> [TASK] Report each row below that contains the string "this", and copy every such row in full.

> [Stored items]

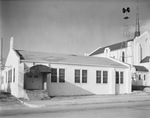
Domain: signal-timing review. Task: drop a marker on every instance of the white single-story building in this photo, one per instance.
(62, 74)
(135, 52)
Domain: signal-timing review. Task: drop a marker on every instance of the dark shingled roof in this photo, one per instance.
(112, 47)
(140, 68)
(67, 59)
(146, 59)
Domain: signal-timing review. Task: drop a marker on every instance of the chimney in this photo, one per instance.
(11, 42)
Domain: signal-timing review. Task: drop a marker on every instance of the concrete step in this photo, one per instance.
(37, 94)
---
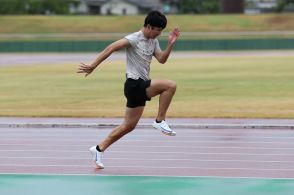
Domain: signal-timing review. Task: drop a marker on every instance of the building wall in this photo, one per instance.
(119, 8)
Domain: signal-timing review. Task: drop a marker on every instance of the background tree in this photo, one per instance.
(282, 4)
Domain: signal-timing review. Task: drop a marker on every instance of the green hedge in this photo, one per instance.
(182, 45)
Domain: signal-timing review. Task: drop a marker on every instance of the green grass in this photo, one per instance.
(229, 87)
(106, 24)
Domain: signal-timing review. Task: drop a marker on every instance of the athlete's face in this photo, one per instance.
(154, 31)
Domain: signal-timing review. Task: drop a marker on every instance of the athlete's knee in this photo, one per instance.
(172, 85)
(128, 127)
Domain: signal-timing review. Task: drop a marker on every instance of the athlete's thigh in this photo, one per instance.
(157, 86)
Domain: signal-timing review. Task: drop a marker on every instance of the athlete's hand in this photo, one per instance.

> [WRITTEN SOLUTION]
Domain: signal-timing review. Task: drop a marker on every instance of the white single-story building in this photo, one per instance.
Domain: signal-timing review. Task: drop a marker on every instance of the dark shingled roof in this photo, one per instance.
Domain: signal-timing review. Task: drop a marker on every instance of the chimney in this photo, one per instance.
Domain: signal-timing review. Task: drop a marker on every instance of the concrete step in this photo, one per instance.
Domain: signal-timing review. Task: drop a marker on every instance of the building wall in this photo, one per instance.
Domain: signal-timing review. Task: drop a marker on every instance of the background tree in this photo, one per instance.
Domain: signal-timing review. Task: drop a marker on every instance of the green hedge in this photo, one per instance.
Domain: signal-timing review. Task: drop a marker on every instance of the green grass in this photo, one per instance.
Domain: signal-timing review. Task: drop a marker on every instance of the athlete's face in this photo, one per instance.
Domain: signal-timing review. Task: drop a marker on every instance of the athlete's knee in this photo, one per instance.
Domain: signal-timing review. Task: drop a marker on every instance of the athlete's thigh in this photo, one per instance.
Domain: signal-timing review. Task: drop a marker on every instance of the athlete's hand in this photo, one per instance.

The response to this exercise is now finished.